- EXERCISE -
Answer these questions from the query optimization text.
1. Which index type is listed for IP prefix matching?
2. What does PROFILE do, according to the text?
3. Which refresh option for materialized views makes batch updates on a schedule?

- TEXT SECTION -
======

Query Optimization

Master query optimization techniques to achieve maximum performance from Geode. This section covers indexing strategies, query analysis with EXPLAIN/PROFILE, materialized views, and performance tuning best practices.

Overview

Query performance is critical for production applications. Geode provides powerful optimization tools including a cost-based optimizer (CBO), six index types, EXPLAIN/PROFILE analysis, and materialized views. Understanding these tools and applying optimization techniques can improve query performance by orders of magnitude.

The query optimizer automatically selects optimal execution plans based on statistics, but understanding index selection, query patterns, and execution plans enables you to design schemas and write queries that maximize performance. Whether you’re optimizing a slow query or designing for performance from the start, this section provides the knowledge you need.

Key Optimization Strategies

Index Selection

Choose the right index type for your access patterns:

B-tree: Range queries, sorting, ordered traversal
Hash: Exact match lookups with O(1) average case
HNSW: Vector similarity search (K-NN)
R-tree: Geospatial queries (bounding box, radius)
Full-text: Text search with BM25 ranking
Patricia Trie: IP prefix matching (CIDR)

Query Analysis

Use EXPLAIN and PROFILE to understand query execution:

EXPLAIN: Shows query plan without execution
PROFILE: Executes query and shows timing for each step
Statistics: Review cardinality estimates and index selection

Materialized Views

Cache expensive query results for fast repeated access:

Immediate Refresh: Updates on data changes
Deferred Refresh: Batch updates on schedule
On-Demand Refresh: Manual refresh control

Query Patterns

Write queries that leverage indexes and minimize work:

Start patterns with selective filters
Use indexes for joins and lookups
Avoid unnecessary traversals
Leverage prepared statements

Topics in This Section

EXPLAIN and PROFILE - Understand query execution plans, analyze performance bottlenecks, and interpret optimizer decisions
Indexing and Optimization - Complete indexing guide covering all six index types, creation strategies, and optimization techniques
Performance Tuning - Query performance tuning best practices including query rewriting, schema optimization, and system tuning
Full-Text Search - Full-text search capabilities with BM25 ranking, tokenization, stemming, and search optimization
Materialized Views - Materialized view patterns including creation, refresh strategies, and query rewriting

Query Performance Basics

Using EXPLAIN

Analyze query plans before execution:

-- Show query plan
EXPLAIN
MATCH (p:Person)-[:KNOWS]->(friend:Person)
WHERE p.age > 30
RETURN p.name, friend.name;

Output shows:

Execution plan steps
Index selection
Estimated cardinality
Join strategies

Using PROFILE

Execute and measure query performance:

-- Execute with timing
PROFILE
MATCH (p:Person)-[:KNOWS]->(friend:Person)

======

- DATA -
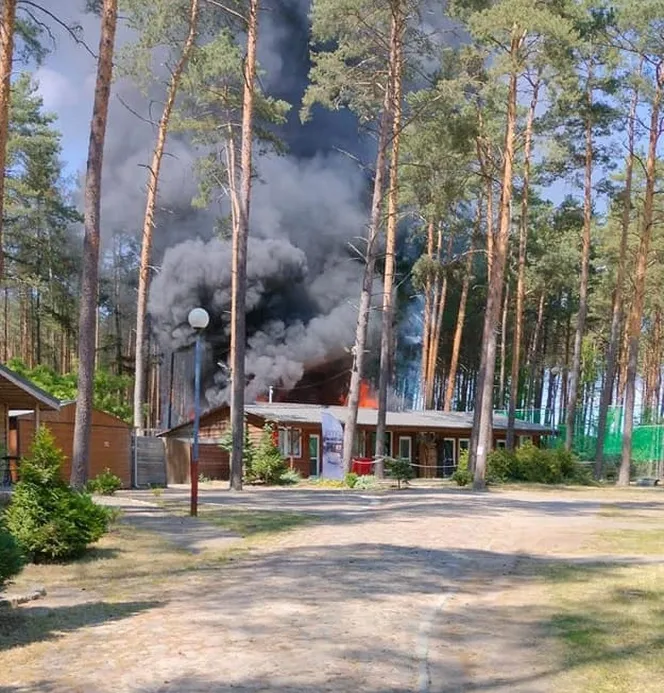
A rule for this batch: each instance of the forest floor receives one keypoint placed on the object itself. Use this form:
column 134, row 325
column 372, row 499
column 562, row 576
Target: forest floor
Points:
column 297, row 590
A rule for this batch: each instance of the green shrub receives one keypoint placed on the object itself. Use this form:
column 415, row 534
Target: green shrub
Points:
column 266, row 465
column 536, row 466
column 462, row 475
column 49, row 520
column 351, row 479
column 11, row 557
column 366, row 482
column 399, row 469
column 500, row 466
column 104, row 484
column 290, row 477
column 328, row 483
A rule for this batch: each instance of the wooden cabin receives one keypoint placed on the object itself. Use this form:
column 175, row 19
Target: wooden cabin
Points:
column 110, row 442
column 431, row 440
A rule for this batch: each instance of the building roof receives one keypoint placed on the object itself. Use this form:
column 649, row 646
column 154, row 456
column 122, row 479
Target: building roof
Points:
column 421, row 420
column 17, row 392
column 294, row 414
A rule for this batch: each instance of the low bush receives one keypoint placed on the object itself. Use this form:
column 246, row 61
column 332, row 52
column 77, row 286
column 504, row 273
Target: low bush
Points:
column 328, row 483
column 351, row 479
column 104, row 484
column 366, row 482
column 49, row 520
column 500, row 466
column 266, row 464
column 399, row 469
column 537, row 466
column 290, row 477
column 462, row 475
column 11, row 557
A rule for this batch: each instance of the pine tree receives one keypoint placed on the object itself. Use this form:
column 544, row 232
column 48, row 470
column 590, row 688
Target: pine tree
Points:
column 89, row 281
column 170, row 25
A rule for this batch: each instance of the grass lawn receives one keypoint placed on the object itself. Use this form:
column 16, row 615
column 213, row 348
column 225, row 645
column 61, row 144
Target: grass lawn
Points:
column 127, row 572
column 255, row 523
column 608, row 620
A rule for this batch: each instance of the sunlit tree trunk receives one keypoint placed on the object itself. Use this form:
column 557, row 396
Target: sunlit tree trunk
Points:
column 484, row 401
column 149, row 217
column 575, row 372
column 6, row 61
column 439, row 301
column 636, row 312
column 398, row 19
column 239, row 251
column 503, row 347
column 617, row 311
column 364, row 310
column 521, row 273
column 428, row 310
column 461, row 316
column 89, row 280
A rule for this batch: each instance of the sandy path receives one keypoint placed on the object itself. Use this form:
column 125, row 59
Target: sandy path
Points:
column 394, row 593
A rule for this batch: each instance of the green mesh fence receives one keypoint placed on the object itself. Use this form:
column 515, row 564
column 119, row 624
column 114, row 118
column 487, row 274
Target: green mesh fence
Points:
column 647, row 437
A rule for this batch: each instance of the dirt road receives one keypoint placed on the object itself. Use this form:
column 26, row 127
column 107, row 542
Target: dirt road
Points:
column 424, row 590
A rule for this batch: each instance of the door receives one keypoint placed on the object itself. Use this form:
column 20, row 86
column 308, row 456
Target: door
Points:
column 447, row 457
column 406, row 448
column 314, row 454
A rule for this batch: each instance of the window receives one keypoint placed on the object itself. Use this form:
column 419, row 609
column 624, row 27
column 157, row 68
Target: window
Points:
column 290, row 442
column 359, row 445
column 388, row 443
column 406, row 448
column 447, row 458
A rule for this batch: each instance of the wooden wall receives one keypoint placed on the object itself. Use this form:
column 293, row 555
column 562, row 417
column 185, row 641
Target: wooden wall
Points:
column 424, row 455
column 110, row 444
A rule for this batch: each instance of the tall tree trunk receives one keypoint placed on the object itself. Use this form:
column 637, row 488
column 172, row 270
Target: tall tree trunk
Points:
column 5, row 345
column 391, row 237
column 484, row 156
column 636, row 312
column 239, row 262
column 439, row 301
column 6, row 61
column 90, row 275
column 532, row 350
column 428, row 311
column 461, row 316
column 364, row 310
column 575, row 373
column 521, row 274
column 492, row 315
column 617, row 312
column 503, row 347
column 149, row 217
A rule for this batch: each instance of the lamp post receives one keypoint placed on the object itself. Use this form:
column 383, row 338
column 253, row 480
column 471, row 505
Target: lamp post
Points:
column 199, row 320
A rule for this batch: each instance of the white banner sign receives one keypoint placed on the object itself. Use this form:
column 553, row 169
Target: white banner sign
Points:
column 333, row 444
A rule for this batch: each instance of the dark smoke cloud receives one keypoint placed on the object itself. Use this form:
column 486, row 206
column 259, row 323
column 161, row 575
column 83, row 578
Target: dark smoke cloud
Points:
column 308, row 209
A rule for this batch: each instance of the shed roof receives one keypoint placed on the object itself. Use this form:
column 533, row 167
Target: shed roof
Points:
column 282, row 413
column 17, row 392
column 421, row 420
column 68, row 404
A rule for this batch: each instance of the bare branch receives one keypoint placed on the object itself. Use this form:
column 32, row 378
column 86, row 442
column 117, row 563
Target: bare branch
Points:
column 70, row 30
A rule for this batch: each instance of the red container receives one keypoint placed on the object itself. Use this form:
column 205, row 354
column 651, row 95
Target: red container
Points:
column 362, row 466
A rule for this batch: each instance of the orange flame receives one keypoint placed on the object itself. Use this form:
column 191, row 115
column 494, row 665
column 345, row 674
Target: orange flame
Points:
column 367, row 399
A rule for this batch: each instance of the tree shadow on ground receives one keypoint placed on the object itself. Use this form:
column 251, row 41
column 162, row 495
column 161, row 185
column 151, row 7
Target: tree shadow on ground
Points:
column 25, row 625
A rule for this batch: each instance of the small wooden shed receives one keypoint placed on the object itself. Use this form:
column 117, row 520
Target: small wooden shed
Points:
column 110, row 443
column 17, row 392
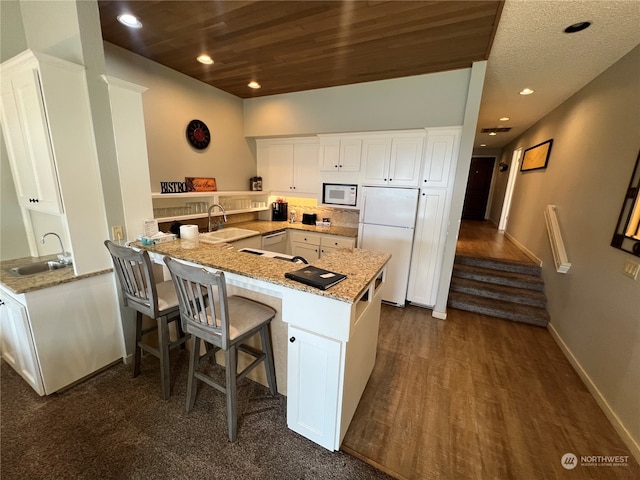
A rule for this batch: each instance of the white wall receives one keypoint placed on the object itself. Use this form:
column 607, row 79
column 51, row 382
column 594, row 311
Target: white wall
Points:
column 171, row 101
column 595, row 309
column 433, row 100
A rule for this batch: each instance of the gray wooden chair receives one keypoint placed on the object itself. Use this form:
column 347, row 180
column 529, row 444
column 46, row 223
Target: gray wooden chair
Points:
column 155, row 300
column 223, row 323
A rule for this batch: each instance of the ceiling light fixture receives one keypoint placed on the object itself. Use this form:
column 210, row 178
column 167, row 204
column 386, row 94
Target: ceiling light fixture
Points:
column 204, row 58
column 577, row 27
column 129, row 20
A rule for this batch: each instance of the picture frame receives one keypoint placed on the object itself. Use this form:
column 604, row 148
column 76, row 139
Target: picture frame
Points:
column 536, row 157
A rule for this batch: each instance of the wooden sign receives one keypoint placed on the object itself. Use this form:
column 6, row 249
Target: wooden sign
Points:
column 200, row 184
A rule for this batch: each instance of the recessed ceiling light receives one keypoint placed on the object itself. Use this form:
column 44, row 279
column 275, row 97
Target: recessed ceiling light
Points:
column 129, row 20
column 577, row 27
column 204, row 58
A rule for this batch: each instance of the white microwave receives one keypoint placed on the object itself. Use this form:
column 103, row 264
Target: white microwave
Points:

======

- RESULT FOR THIS TASK -
1. Patricia Trie
2. It executes the query and shows timing for each step.
3. Deferred Refresh